Source data:
** START **

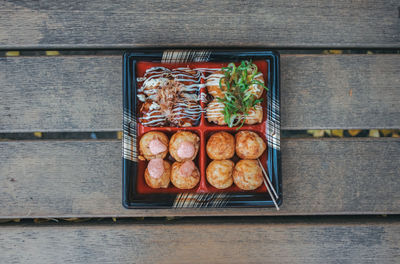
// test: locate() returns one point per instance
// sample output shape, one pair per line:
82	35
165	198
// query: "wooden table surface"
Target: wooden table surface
334	188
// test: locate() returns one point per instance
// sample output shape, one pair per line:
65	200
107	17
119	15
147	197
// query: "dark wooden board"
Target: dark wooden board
103	24
83	179
83	93
354	242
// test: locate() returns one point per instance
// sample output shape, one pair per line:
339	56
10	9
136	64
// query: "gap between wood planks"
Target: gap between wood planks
318	133
102	52
308	220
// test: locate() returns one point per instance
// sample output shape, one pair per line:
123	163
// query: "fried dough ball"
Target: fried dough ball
247	175
257	89
220	146
255	115
184	145
213	87
153	145
158	173
249	145
214	112
185	175
219	173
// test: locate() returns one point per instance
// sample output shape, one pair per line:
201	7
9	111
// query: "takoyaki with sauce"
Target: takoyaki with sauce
151	114
255	115
158	173
220	146
153	144
184	145
219	173
249	145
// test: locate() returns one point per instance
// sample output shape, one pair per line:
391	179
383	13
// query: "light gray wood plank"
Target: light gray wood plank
347	91
360	242
83	179
83	93
44	24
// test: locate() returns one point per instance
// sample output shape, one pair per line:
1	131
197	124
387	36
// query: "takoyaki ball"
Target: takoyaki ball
219	173
255	115
214	113
247	175
185	175
249	145
257	89
150	114
158	173
184	145
213	82
153	144
220	146
186	76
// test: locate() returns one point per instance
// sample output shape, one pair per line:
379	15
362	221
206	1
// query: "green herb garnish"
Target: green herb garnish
238	99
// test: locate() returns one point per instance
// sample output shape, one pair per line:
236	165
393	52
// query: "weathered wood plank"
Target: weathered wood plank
84	93
61	94
362	242
83	179
44	24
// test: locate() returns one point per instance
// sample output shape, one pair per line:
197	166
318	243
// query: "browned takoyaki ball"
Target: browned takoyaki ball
219	173
153	144
184	145
185	175
213	82
249	145
247	175
158	173
221	145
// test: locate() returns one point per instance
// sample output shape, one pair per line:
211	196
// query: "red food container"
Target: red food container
137	194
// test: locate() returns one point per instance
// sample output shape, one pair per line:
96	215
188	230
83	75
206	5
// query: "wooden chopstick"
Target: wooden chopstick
269	185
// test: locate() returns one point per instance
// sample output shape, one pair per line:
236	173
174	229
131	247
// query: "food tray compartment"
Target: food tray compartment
137	194
142	186
206	159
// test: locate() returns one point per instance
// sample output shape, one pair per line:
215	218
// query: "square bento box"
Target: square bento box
136	193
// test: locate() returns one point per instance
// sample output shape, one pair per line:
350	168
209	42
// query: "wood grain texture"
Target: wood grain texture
83	179
330	92
44	24
61	94
374	242
83	93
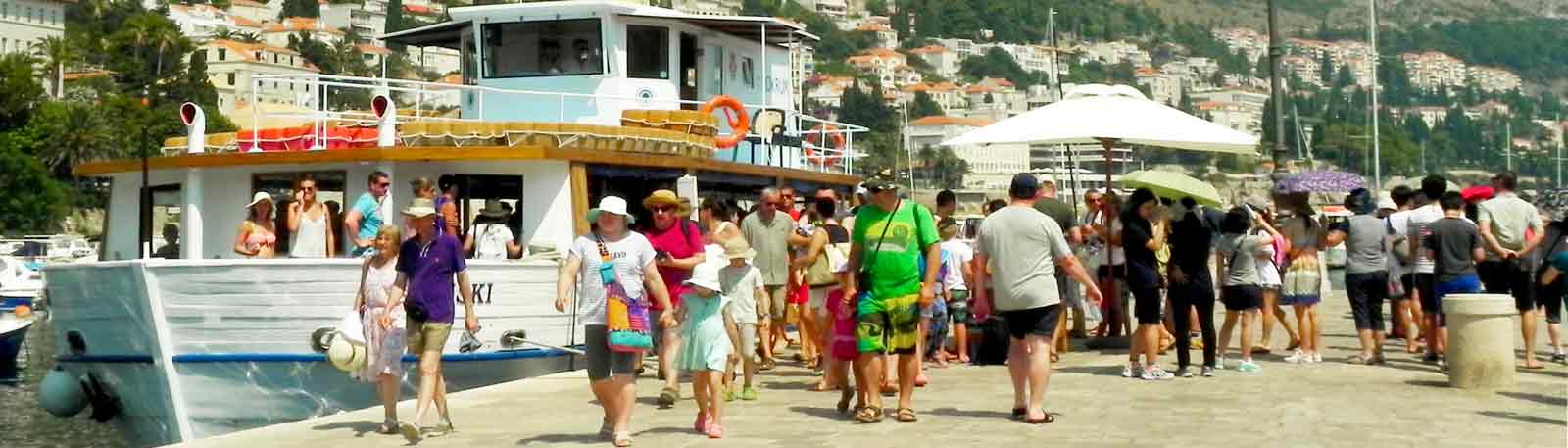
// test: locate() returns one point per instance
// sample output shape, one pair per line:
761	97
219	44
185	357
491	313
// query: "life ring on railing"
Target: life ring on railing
739	123
814	136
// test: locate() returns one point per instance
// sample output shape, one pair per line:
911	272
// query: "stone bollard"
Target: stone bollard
1481	340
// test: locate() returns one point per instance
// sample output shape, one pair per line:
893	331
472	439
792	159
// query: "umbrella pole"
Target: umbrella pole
1110	159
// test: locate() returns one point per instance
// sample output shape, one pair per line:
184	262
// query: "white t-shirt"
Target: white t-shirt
956	254
741	285
1419	225
631	256
490	240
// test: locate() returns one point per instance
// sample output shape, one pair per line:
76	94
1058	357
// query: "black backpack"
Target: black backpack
993	343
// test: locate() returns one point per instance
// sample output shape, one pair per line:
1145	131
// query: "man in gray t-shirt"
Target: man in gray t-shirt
1016	257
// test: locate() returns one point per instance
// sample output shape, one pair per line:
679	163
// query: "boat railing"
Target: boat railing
800	140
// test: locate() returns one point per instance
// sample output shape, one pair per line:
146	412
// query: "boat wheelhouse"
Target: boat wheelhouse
561	104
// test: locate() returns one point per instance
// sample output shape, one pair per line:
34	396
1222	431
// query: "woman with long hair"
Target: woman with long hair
1303	273
1142	235
258	235
380	304
310	223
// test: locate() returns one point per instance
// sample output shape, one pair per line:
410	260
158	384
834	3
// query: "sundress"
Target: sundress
705	343
383	346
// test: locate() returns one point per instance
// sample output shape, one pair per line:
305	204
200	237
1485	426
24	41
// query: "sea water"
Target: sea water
25	424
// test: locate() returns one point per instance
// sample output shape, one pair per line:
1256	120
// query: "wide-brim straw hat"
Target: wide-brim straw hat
258	198
662	198
420	207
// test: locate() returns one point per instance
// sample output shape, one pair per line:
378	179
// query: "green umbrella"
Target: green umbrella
1173	185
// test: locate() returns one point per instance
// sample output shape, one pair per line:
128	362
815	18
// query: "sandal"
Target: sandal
867	414
668	397
608	431
1048	419
389	426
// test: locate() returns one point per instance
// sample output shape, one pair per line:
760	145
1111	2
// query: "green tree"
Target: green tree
39	202
924	107
305	8
396	21
20	91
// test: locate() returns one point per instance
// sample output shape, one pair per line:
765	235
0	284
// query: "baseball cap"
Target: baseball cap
1024	185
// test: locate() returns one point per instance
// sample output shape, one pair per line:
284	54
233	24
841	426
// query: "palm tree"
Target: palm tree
55	52
86	138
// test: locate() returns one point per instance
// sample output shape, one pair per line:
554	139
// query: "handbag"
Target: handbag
626	317
862	277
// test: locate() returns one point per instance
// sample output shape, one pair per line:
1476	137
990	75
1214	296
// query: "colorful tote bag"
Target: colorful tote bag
626	317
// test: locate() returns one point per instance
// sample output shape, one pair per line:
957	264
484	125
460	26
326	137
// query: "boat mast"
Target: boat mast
1377	155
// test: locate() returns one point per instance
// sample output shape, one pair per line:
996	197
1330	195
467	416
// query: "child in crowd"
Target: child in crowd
742	284
1454	246
710	337
958	257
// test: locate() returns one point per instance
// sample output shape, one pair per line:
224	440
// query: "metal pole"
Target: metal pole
1277	88
1377	155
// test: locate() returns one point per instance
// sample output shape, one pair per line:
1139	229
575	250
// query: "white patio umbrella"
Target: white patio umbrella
1109	115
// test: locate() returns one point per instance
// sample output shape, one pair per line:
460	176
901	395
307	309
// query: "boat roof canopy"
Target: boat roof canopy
446	34
778	31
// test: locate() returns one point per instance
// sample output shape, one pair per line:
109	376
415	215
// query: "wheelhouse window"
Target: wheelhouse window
648	52
543	49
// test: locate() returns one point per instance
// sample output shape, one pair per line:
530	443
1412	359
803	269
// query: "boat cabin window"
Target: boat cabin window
648	52
543	49
167	222
491	209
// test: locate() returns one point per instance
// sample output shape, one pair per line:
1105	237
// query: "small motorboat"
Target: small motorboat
13	330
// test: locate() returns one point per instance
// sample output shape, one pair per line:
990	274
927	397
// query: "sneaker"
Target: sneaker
1247	366
1156	373
1298	358
1131	370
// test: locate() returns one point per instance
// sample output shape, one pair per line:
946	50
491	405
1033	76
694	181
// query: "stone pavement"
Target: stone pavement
1403	403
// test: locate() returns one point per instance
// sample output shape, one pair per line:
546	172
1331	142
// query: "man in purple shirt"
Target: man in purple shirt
425	270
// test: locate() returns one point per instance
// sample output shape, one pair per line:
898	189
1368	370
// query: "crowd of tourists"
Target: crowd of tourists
877	285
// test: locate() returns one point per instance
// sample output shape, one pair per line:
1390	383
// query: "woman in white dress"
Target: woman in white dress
380	304
310	223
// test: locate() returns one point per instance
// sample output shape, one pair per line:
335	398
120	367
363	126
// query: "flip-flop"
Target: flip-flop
1048	419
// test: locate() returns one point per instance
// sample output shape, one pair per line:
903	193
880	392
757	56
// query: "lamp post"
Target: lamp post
1277	89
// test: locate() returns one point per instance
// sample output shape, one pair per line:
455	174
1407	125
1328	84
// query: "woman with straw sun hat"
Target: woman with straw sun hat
631	273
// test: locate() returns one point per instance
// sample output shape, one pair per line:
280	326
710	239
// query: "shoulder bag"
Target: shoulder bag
626	317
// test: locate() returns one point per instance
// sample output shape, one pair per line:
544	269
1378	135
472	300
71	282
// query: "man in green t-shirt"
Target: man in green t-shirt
890	241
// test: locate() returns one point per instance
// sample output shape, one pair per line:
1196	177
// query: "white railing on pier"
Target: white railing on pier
423	101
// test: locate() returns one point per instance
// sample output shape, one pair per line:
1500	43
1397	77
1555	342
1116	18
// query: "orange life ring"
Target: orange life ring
814	136
739	123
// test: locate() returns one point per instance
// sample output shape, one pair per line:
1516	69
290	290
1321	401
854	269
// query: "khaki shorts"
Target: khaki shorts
427	335
773	307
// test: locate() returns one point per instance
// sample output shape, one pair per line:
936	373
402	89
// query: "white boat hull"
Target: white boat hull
200	348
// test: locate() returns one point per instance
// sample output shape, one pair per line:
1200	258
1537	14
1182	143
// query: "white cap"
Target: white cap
613	204
706	276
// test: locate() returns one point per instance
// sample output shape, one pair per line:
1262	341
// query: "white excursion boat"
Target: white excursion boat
204	343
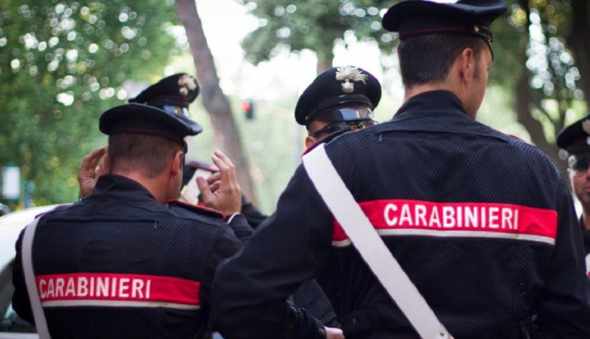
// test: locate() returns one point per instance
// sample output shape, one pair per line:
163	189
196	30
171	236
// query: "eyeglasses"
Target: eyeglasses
342	126
176	110
343	113
580	162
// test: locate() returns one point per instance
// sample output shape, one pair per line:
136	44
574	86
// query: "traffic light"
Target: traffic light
248	109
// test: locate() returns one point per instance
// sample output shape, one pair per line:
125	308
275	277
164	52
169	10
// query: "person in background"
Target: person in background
575	140
479	221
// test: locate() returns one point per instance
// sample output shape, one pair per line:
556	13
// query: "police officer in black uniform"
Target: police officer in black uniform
127	261
339	100
480	222
575	140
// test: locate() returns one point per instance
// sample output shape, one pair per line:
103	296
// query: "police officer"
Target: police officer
479	221
575	140
127	261
339	100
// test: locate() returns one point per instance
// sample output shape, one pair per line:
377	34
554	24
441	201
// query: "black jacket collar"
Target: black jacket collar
434	101
116	184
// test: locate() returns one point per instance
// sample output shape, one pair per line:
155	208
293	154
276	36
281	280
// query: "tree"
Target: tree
538	69
316	25
536	63
63	63
216	103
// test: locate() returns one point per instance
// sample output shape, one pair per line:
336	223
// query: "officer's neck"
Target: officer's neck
449	86
423	88
586	220
153	185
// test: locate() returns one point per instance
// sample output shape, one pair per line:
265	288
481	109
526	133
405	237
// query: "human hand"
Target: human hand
333	333
91	168
221	190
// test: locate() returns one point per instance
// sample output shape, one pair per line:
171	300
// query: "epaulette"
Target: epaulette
197	209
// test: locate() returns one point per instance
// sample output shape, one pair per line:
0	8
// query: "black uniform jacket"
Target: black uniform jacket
119	264
586	234
480	221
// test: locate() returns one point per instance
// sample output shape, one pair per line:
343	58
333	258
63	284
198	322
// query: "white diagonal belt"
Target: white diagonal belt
27	262
370	246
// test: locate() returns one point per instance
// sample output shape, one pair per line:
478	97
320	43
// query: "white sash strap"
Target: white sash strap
370	246
27	262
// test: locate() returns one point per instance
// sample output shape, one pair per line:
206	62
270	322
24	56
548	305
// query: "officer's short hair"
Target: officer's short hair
428	58
139	152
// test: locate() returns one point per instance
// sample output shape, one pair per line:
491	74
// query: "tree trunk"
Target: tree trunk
523	99
578	42
325	59
226	132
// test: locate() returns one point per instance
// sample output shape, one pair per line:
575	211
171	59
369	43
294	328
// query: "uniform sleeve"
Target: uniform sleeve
242	229
20	298
312	298
564	310
225	245
251	289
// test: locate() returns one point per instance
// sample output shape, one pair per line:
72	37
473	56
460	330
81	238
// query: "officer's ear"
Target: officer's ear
177	163
310	141
467	63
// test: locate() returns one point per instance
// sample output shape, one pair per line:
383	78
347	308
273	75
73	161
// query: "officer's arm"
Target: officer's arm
564	310
250	290
20	299
224	246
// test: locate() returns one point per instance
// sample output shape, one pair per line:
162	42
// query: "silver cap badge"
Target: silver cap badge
186	84
350	74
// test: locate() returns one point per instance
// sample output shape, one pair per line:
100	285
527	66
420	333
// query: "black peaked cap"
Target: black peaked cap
160	109
335	87
420	17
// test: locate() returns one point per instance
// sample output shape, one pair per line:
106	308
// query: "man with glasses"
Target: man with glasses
127	260
339	100
575	140
480	223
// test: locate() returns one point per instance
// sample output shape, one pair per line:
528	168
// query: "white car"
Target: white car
11	326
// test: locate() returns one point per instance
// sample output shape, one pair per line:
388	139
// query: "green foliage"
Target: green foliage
313	25
61	65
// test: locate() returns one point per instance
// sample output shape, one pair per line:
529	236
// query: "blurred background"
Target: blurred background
64	62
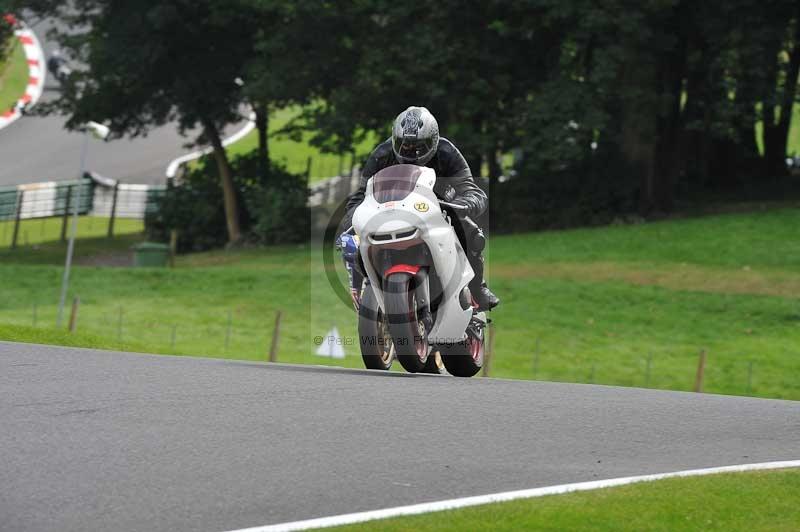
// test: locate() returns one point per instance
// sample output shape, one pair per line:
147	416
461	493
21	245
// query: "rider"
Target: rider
415	140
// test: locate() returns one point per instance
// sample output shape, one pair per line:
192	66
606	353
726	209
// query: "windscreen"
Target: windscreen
395	183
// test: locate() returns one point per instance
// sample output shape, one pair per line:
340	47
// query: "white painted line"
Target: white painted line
37	72
452	504
172	169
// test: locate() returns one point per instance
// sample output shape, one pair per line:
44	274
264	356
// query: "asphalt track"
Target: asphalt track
35	148
95	440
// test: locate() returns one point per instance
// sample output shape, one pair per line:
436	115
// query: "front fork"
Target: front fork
422	291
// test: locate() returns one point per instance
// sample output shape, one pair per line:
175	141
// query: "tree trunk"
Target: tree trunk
262	125
226	180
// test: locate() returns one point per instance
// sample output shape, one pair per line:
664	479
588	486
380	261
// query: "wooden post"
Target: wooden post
113	210
65	218
701	370
17	219
273	349
73	317
173	247
487	359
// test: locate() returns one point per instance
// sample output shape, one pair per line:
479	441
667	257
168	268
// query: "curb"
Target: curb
36	72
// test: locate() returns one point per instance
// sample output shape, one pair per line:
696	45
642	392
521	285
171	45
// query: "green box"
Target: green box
150	255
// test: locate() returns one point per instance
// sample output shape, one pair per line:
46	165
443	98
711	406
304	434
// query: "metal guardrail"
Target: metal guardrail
95	197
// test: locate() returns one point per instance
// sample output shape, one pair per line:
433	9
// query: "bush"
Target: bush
270	213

** END **

Extract each line of the records that contains the string "asphalt", matching case exactly.

// query: "asphalt track"
Target: asphalt track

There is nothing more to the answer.